WHAT IS EXPECTED: Produce word for word the lines of the data below running from the one that has "spot the stacked cookie in the photo above" to the one that has "spot the cracked", inclusive, and no others.

RECORDS PROVIDED:
= = = =

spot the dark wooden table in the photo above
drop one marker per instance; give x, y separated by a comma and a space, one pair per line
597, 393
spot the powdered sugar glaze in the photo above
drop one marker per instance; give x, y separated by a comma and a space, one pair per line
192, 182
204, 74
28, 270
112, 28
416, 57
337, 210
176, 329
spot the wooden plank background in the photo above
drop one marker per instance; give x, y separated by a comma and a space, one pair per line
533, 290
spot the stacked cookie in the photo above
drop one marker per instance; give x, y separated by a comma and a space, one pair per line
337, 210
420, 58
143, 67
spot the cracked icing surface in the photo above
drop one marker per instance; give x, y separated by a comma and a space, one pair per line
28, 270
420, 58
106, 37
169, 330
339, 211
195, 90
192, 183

= = = =

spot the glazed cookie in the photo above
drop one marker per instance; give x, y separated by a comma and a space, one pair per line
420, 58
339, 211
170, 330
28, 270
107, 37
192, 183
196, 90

= = = =

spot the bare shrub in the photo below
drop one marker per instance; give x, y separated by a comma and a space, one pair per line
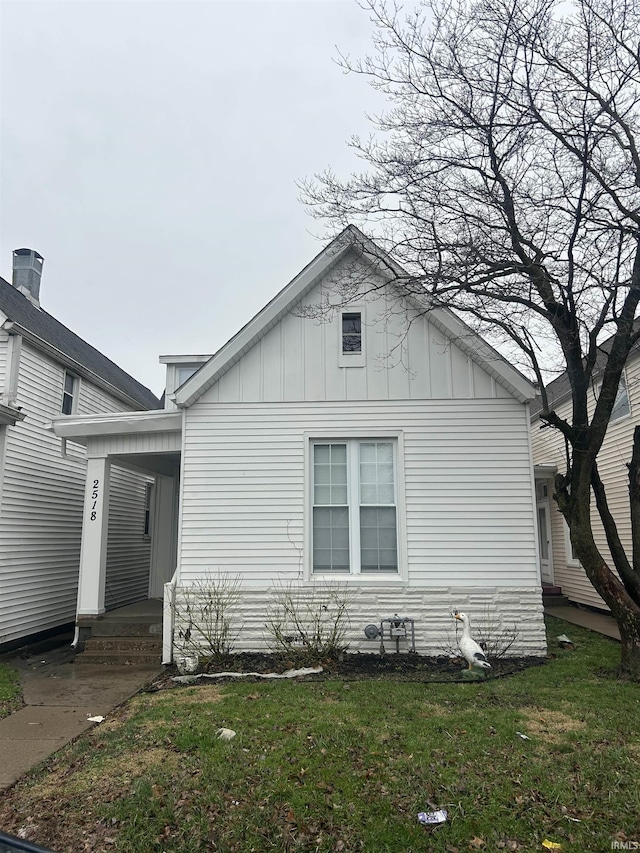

= = = =

EXERCISE RESPONSE:
spot the stacked cookie in the photo above
drop one marker per instance; give x, y separated by a comma and a space, one pair per line
337, 210
420, 58
143, 67
spot the cracked icing surface in the photo above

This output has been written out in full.